START THE DATA

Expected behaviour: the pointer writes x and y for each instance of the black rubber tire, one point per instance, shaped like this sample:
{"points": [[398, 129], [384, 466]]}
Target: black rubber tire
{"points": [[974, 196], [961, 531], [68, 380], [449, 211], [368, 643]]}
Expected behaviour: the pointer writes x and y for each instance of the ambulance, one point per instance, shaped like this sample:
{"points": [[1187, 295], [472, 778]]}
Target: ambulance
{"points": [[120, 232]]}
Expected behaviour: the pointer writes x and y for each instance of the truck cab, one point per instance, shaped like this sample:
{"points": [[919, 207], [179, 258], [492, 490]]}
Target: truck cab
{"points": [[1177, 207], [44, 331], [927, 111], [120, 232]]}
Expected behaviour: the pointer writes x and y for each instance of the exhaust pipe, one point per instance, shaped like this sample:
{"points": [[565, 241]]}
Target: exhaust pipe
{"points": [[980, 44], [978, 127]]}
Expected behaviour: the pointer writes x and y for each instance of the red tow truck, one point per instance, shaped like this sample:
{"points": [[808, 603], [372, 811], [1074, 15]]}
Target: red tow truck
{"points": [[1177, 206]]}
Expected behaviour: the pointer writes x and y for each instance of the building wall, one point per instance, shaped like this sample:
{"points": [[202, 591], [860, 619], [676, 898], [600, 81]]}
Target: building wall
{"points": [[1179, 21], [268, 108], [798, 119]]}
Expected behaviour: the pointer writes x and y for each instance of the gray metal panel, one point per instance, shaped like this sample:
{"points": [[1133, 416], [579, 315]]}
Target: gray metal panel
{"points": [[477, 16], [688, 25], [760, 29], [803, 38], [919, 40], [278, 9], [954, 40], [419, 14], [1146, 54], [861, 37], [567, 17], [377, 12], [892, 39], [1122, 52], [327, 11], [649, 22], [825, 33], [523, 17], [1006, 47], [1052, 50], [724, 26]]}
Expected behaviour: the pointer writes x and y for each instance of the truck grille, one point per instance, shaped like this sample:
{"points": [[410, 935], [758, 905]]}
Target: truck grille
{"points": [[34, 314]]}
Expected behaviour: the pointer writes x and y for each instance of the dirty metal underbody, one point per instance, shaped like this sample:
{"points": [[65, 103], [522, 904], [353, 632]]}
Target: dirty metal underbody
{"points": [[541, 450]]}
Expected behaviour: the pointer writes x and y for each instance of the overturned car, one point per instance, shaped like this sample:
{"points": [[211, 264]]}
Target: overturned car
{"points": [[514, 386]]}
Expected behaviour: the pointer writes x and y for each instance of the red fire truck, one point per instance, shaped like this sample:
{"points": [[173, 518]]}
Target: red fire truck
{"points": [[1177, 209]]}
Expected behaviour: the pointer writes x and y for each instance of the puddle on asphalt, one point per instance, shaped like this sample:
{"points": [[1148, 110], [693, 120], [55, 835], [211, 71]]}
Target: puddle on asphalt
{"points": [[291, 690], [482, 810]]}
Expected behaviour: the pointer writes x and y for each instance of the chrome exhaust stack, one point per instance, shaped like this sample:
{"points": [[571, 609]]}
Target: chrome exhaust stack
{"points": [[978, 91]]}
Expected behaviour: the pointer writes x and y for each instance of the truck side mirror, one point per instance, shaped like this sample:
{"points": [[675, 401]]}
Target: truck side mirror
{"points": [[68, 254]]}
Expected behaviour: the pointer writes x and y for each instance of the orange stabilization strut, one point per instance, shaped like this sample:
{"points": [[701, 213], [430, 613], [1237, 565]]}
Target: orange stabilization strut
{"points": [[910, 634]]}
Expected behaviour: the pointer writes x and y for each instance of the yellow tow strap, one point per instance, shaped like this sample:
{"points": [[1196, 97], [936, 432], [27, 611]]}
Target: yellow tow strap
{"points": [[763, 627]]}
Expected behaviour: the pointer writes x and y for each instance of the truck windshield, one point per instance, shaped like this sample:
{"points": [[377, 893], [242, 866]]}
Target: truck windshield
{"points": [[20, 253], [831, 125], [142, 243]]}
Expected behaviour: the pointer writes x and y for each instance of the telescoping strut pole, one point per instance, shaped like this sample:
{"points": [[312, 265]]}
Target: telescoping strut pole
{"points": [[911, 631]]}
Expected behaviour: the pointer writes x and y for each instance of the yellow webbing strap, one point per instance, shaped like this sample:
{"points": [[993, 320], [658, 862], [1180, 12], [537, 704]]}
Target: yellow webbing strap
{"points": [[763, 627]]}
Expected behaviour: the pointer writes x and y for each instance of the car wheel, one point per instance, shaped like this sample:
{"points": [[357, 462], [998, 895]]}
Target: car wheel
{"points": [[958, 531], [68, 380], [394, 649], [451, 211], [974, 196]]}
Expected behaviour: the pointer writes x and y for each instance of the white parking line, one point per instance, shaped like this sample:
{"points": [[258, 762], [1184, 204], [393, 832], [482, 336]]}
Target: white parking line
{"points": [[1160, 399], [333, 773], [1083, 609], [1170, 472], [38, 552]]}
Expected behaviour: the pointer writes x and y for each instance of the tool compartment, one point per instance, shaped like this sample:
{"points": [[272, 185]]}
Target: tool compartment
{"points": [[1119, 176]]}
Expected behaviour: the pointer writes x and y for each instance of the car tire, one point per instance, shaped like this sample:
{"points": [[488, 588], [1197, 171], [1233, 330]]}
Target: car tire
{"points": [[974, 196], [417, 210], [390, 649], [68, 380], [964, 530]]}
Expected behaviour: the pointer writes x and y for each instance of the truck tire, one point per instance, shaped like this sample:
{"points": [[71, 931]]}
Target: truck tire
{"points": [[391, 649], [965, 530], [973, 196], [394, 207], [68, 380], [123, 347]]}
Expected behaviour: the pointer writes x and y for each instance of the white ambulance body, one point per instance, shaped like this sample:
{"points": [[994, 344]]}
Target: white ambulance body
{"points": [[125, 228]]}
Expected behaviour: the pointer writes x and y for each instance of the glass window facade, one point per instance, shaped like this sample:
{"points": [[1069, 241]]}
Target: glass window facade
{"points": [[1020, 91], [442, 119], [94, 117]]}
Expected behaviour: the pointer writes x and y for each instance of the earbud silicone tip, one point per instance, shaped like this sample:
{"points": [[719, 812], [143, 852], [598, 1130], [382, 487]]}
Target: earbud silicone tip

END THE DATA

> YOUR OBJECTIVE
Retype the listing exactly. Leave nothing out.

> EXERCISE RESPONSE
Expected behaviour: the pointer writes x and y for each instance of the black rubber tire, one point per instance, shaped like this sample:
{"points": [[398, 129], [384, 466]]}
Target: black rubber tire
{"points": [[974, 196], [961, 531], [68, 380], [449, 211], [368, 643]]}
Expected behaviour: the pointer writes x and y for each instance of the ambulance, one point per instance, shaped like this sample:
{"points": [[1187, 295], [472, 778]]}
Target: ambulance
{"points": [[120, 232]]}
Expected behaviour: the pointer writes x and y for each instance of the truck cab, one point per instance, shaped like this sample:
{"points": [[919, 207], [179, 258], [492, 490]]}
Target: truck cab
{"points": [[1177, 207], [44, 331], [927, 111], [120, 232]]}
Expected behaviour: the pointer writes x and y for each instance of the exhaust pipe, one point per instance, shaped like this sample:
{"points": [[565, 241]]}
Target: exhaust pipe
{"points": [[980, 44], [978, 127]]}
Expected behaviour: the pointer writes x and y for each instance of the red tow truck, one point per instance, shaped like this sample:
{"points": [[808, 603], [372, 811], [1074, 15]]}
Target: red tow truck
{"points": [[1177, 206]]}
Expected behaviour: the pointer writes x and y for each instance of the building wall, one point per instance, shaped like this sample:
{"points": [[202, 591], [860, 619], [676, 898], [600, 81]]}
Target: building wall
{"points": [[1179, 21], [268, 108], [798, 119]]}
Expected behaviour: the pointer writes x and y for each instance of the gray metal panel, one point per instance, shaped like this sample:
{"points": [[1133, 416], [579, 315]]}
Target: gray metal panel
{"points": [[477, 16], [688, 25], [760, 29], [803, 38], [919, 40], [278, 9], [954, 40], [419, 14], [1146, 54], [861, 37], [567, 17], [377, 12], [892, 39], [1122, 52], [327, 11], [649, 22], [825, 33], [523, 17], [1006, 47], [1052, 50], [724, 26]]}
Expected behaviour: the pointer writes x and y for each instance of the truck grille, one point per instance, shaped like this sample:
{"points": [[410, 935], [758, 905]]}
Target: truck grille
{"points": [[34, 314]]}
Expected behaviour: the pointer writes x and y for each instance of the dirty metal underbody, one point per instance, shaped like this sample:
{"points": [[65, 103], [522, 904], [353, 632]]}
Target: dirty metal underbody
{"points": [[541, 450]]}
Expected behaviour: the pointer writes x and y for each instance of the overturned car, one point per instance, shaped like this sample:
{"points": [[211, 264]]}
Target: overturned car
{"points": [[514, 386]]}
Expected behaviour: the pointer writes x and y for each instance of the red fire truck, one point per instance, shaped like this sample:
{"points": [[173, 518]]}
Target: red fire truck
{"points": [[1177, 209]]}
Expected behaviour: the pointer writes x and y for each instance of the puddle on asphalt, one point per instance, shaped like this sample:
{"points": [[1148, 110], [693, 120], [55, 835], [211, 71]]}
Target: puddle on asphalt
{"points": [[291, 690], [482, 810]]}
Expected behaviour: the pointer writes x and y for each instance of the chrome exhaust stack, one point per instance, shaped like this sample:
{"points": [[571, 609]]}
Target: chrome exhaust stack
{"points": [[978, 91]]}
Expected behaviour: the pointer writes x and y for each instance of the truck side mirror, one point per instance, shaped like this sample:
{"points": [[675, 401]]}
Target: truck side mirror
{"points": [[68, 254]]}
Expected behaviour: the pointer writes x and y for each instance of the orange stabilization strut, one point per instance, shaped like this sample:
{"points": [[701, 213], [430, 613], [1237, 565]]}
Target: orange stabilization strut
{"points": [[910, 634]]}
Expected behaviour: the pointer writes x and y for each instance of the yellow tow strap, one point per instance, shaped like this sample:
{"points": [[1196, 97], [936, 432], [27, 611]]}
Target: yellow tow strap
{"points": [[763, 627]]}
Expected behaviour: the pointer writes x and y for each instance of the truck windshield, one point per instance, shaped like this sample:
{"points": [[377, 893], [242, 866]]}
Target: truck windshield
{"points": [[20, 253], [831, 125], [142, 243]]}
Expected behaviour: the pointer writes x and y for each instance of the telescoping strut pole, one point per instance, shaped like this sample:
{"points": [[312, 265]]}
Target: telescoping strut pole
{"points": [[911, 631]]}
Expected behaviour: the pointer writes x and y for each instance of the yellow webbing strap, one point per instance, shaped like this sample:
{"points": [[993, 320], [658, 862], [1180, 12], [537, 704]]}
Target: yellow webbing strap
{"points": [[763, 627]]}
Expected behaviour: the pointer writes x and y for each instance of the car wheel, one point per instance, shaped like this sample:
{"points": [[357, 462], [998, 895]]}
Target: car wheel
{"points": [[958, 531], [68, 380], [394, 649], [451, 211], [974, 196]]}
Expected behaviour: the pointer writes x and y for each instance of the white parking line, one point per instance, shaped like this sample:
{"points": [[258, 762], [1184, 204], [393, 832], [482, 336]]}
Target: white parking line
{"points": [[1160, 399], [333, 773], [1083, 609], [1170, 472], [38, 552]]}
Expected behaviour: the pointer writes x and y for each instance of the tool compartment, one point per instance, shaped like this sample:
{"points": [[272, 185]]}
Target: tool compartment
{"points": [[1119, 176]]}
Expected behaviour: the pointer writes x and y for each instance of the car tire, one point per instance, shaped like this sample:
{"points": [[488, 588], [1197, 171], [1233, 330]]}
Target: car tire
{"points": [[974, 196], [417, 210], [390, 649], [68, 380], [964, 530]]}
Expected behaviour: the pointer writes x and y for each instance of the truck tire, one point per instance, shaped like this sample:
{"points": [[71, 931]]}
Target: truck tire
{"points": [[391, 649], [965, 530], [973, 196], [394, 207], [68, 380], [123, 347]]}
Expected behaviour: the pointer writes x and y for each instance of the white ambulance body, one point per instance, shaped like this sample:
{"points": [[994, 344]]}
Target: white ambulance body
{"points": [[125, 228]]}
Expected behaviour: the pointer writes x and y for each instance of the glass window facade, one point per instance, shaped like this sample:
{"points": [[1069, 241]]}
Target: glass window facade
{"points": [[1020, 91], [442, 119], [94, 117]]}
Expected behaviour: the pointer writes x and y for each instance of the earbud silicone tip, one point per instance, shaped like this sample:
{"points": [[719, 812], [143, 852], [598, 1130], [382, 487]]}
Target: earbud silicone tip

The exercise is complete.